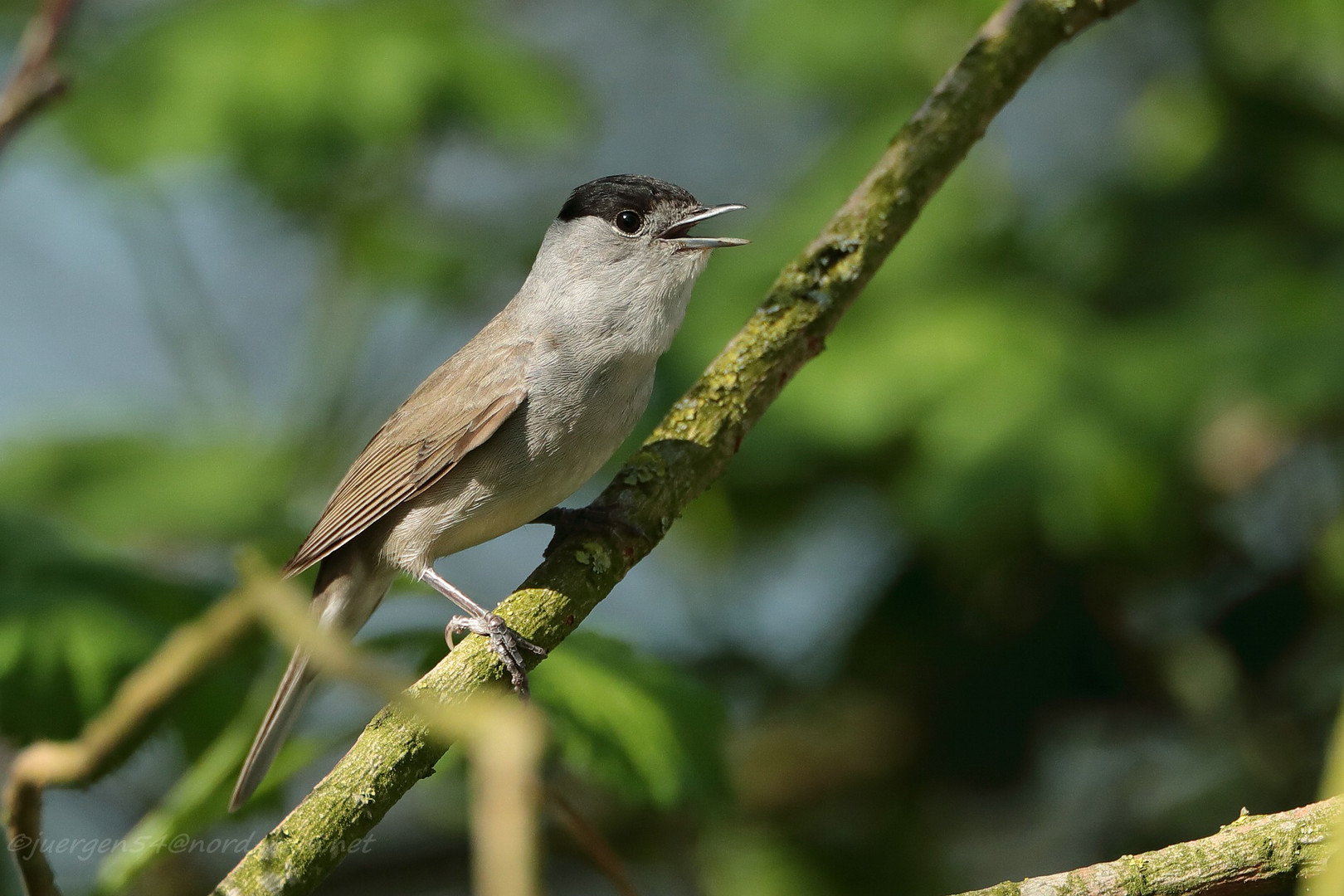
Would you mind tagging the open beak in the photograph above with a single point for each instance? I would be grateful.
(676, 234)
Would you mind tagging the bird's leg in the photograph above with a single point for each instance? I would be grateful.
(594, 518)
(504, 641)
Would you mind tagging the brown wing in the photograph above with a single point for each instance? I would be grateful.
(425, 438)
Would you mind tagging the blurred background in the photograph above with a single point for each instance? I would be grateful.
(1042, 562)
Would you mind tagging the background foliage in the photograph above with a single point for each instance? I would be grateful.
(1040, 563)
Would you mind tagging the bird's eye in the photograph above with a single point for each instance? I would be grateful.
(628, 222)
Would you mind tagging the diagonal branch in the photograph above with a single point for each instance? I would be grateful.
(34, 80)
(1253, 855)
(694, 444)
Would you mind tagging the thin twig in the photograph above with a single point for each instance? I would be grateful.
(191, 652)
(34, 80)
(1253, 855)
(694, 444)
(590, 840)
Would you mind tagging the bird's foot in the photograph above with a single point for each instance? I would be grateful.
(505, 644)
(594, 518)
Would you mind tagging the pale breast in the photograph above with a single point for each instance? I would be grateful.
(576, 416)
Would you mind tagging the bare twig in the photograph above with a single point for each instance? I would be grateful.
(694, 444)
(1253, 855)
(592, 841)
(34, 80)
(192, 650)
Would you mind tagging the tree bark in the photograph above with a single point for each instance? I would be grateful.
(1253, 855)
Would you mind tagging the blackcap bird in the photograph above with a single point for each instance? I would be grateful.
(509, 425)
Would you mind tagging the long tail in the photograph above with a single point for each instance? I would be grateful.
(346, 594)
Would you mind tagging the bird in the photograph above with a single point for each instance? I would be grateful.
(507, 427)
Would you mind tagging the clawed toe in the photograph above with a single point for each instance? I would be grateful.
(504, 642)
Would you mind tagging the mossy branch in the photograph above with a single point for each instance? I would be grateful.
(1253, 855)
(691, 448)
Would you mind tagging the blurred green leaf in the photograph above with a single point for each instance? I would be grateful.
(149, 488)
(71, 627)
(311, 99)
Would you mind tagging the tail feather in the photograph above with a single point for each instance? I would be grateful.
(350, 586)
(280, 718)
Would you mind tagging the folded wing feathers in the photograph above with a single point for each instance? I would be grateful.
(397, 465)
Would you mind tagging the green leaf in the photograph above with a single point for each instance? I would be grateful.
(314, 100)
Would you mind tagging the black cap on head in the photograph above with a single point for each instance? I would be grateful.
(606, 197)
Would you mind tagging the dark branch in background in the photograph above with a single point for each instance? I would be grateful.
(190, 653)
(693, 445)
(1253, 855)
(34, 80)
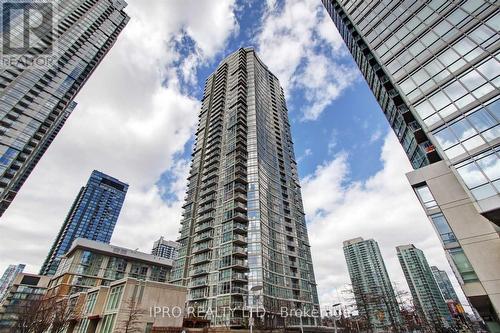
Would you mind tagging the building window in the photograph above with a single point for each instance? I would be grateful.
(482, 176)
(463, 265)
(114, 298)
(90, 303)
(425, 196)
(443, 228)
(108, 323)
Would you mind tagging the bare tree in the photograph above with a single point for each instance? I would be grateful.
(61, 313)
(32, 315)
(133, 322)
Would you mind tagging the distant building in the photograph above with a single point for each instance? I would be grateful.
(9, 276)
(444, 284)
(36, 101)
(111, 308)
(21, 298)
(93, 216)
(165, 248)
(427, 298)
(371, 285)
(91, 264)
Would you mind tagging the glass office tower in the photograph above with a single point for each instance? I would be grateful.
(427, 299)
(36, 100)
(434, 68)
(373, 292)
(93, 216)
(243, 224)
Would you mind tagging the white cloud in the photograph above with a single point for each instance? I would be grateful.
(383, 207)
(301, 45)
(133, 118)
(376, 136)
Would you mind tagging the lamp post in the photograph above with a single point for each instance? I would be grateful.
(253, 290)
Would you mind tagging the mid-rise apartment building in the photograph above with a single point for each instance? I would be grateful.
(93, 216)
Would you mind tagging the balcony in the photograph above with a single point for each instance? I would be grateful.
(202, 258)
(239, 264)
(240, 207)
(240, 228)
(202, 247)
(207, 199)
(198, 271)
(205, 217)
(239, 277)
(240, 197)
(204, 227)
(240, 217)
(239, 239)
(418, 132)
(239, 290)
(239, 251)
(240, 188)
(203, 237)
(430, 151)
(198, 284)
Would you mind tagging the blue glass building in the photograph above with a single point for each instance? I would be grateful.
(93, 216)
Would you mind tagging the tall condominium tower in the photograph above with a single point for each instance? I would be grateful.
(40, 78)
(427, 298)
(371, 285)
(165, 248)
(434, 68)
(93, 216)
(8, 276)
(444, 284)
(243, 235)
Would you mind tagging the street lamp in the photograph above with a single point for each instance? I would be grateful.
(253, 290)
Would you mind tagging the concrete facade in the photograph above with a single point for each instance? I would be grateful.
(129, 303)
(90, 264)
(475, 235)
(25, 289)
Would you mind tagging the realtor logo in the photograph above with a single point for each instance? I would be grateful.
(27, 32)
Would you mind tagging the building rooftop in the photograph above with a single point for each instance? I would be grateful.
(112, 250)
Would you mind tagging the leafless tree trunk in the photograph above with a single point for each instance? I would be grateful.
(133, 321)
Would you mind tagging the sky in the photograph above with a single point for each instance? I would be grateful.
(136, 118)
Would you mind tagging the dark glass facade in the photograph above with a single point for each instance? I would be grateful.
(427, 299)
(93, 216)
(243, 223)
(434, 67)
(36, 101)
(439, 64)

→ YOUR GOAL:
Retype the records above line for line and exactly, omitting their pictures.

→ RESPONSE TO THE EXERCISE:
Would you mind tagging the open beak in the photograph above with a single point for each instance? I would be grateful.
(676, 234)
Would you mind tagging the bird's leg in the photograph above with a single point for each instance? I would be grateful.
(594, 518)
(504, 641)
Would you mind tagging the brown wing in the photograph above with a single point for each instance? I would be grateful.
(425, 438)
Would you mind tagging the blurred background in the photograph above with a single point for each instance? I would be grateful.
(1042, 562)
Would you mind tagging the background foliage in the photograph above with a single point for each instance? I would be grateful.
(1040, 563)
Would you mind tagging the bird's eye in the photograph above with a single point for each instance? I would be grateful.
(628, 222)
Would you mind tagging the diagonal branch in the photograph above with a single point for each instance? I would be grateful.
(34, 80)
(1253, 855)
(694, 444)
Would you mind tagging the thin twig in the photograph above with a single point for each instance? I would be grateful.
(191, 652)
(34, 80)
(1253, 855)
(694, 444)
(590, 840)
Would you mind tagging the bird's foot in the photograph above with a single point for each instance? I would be grateful.
(505, 644)
(594, 518)
Would you mind tagging the pale breast in the photograph above with a single point for each instance? I would be grateful.
(576, 416)
Would you mind tagging the bare twig in the photograph above with a single point for each instance? I would be grateful.
(694, 444)
(1253, 855)
(592, 841)
(34, 80)
(192, 650)
Would you mind tagging the tree bark in the photograph above with a single point for each instance? I would be grateful.
(1253, 855)
Would you mind tagging the blackcap bird in the photograph above with a single point for each instance? I would be grateful.
(509, 425)
Would you mind tagging the long tail in the photograph above with a single point for each instance? I would be grateful.
(346, 594)
Would you mind tagging the bird in the photograph above with a single point for each instance? I would be grateful.
(507, 427)
Would you mind tagging the clawed toe in the photograph above with a single point for each instance? I would be grateful.
(504, 642)
Would you mind tagging the mossy branch in the photograph above with a single point for each instance? I would be grateful.
(1253, 855)
(691, 448)
Would you mind tagging the blurred green leaf in the photograph above with a single point for each instance? I would be grateful.
(149, 488)
(71, 627)
(311, 99)
Would you mind tagging the tail feather in the photograph above with a single point for each instance? I would be grateful.
(350, 586)
(280, 718)
Would you mind tagging the folded wing feathers in the photograph above with a single point for each instance? I would be grateful.
(397, 465)
Would you mind tagging the green leaf in the photograph above with a single point for each instance? I would be grateful.
(314, 100)
Would you mind tagging the black cap on head in the photograph above with a single point for each instance? I would be grateful.
(606, 197)
Would you mind tagging the dark branch in background in the photograph above with a single point for each instance? I would be grateful.
(190, 653)
(693, 445)
(1253, 855)
(34, 80)
Would you mind tagging the building window in the photograph above with a single point for each instance? I would be grateful.
(482, 176)
(463, 265)
(114, 298)
(90, 303)
(425, 196)
(443, 228)
(108, 323)
Would you mind tagging the bare tree in the photograph above with a single point for each instance? I would be grateful.
(61, 313)
(32, 315)
(133, 322)
Would you mind tagging the distant building in the photograph above with a single point for each instance? I would be grateful.
(9, 276)
(444, 284)
(36, 101)
(111, 308)
(21, 298)
(93, 216)
(165, 248)
(427, 298)
(371, 285)
(91, 264)
Would you mind tagging the glass office tower in the photograph above with a single point for each instance? I would be grateful.
(427, 299)
(36, 100)
(434, 68)
(373, 292)
(93, 216)
(243, 224)
Would you mind tagging the white cloud in the photograph above with a single point for each instance? I would be grateful.
(383, 207)
(301, 45)
(133, 118)
(376, 136)
Would you mind tagging the lamp post in the photograph above with a single point for each instance? I would be grateful.
(253, 290)
Would you mind tagging the mid-rise apartment building in the photograph above with a single point for each instance? I would be grateful.
(93, 216)
Would you mind tagging the balcony in the photograph above with a single point for each instance? I would be grateful.
(202, 258)
(239, 264)
(240, 207)
(240, 228)
(202, 247)
(207, 199)
(198, 271)
(205, 217)
(239, 277)
(240, 197)
(204, 227)
(240, 217)
(239, 239)
(418, 132)
(239, 290)
(239, 251)
(240, 188)
(203, 237)
(430, 151)
(198, 284)
Would you mind tagging the blue glass building in the photograph above with a single point for each instance? I would be grateful.
(93, 216)
Would you mind tagging the tall condominium tower in the photograph above with a single point for each instance? I would be grateful.
(40, 78)
(427, 298)
(371, 285)
(165, 248)
(434, 68)
(93, 216)
(8, 276)
(444, 284)
(243, 235)
Would you mind tagging the street lamp in the photograph above with a single point for each instance? I would be grateful.
(253, 290)
Would you mind tagging the concrete facade in the photograph above with a single point for each instance? I would be grateful.
(129, 303)
(90, 264)
(475, 235)
(25, 289)
Would you mind tagging the realtor logo in the photograph above with a single point for each instance? I would be grateful.
(27, 32)
Would you mind tagging the building rooftop in the photograph above with a single point for each instance? I would be grateful.
(112, 250)
Would you mind tagging the leafless tree trunk in the photograph above with a single point for each instance? I would be grateful.
(133, 321)
Would you mind tagging the sky in the photograph above with a single point for each instance? I would be grateful.
(136, 118)
Would you mind tagging the dark glass facade in the photograph above with a single point for each instance? I would be grateful.
(427, 299)
(93, 216)
(243, 223)
(434, 67)
(36, 101)
(439, 64)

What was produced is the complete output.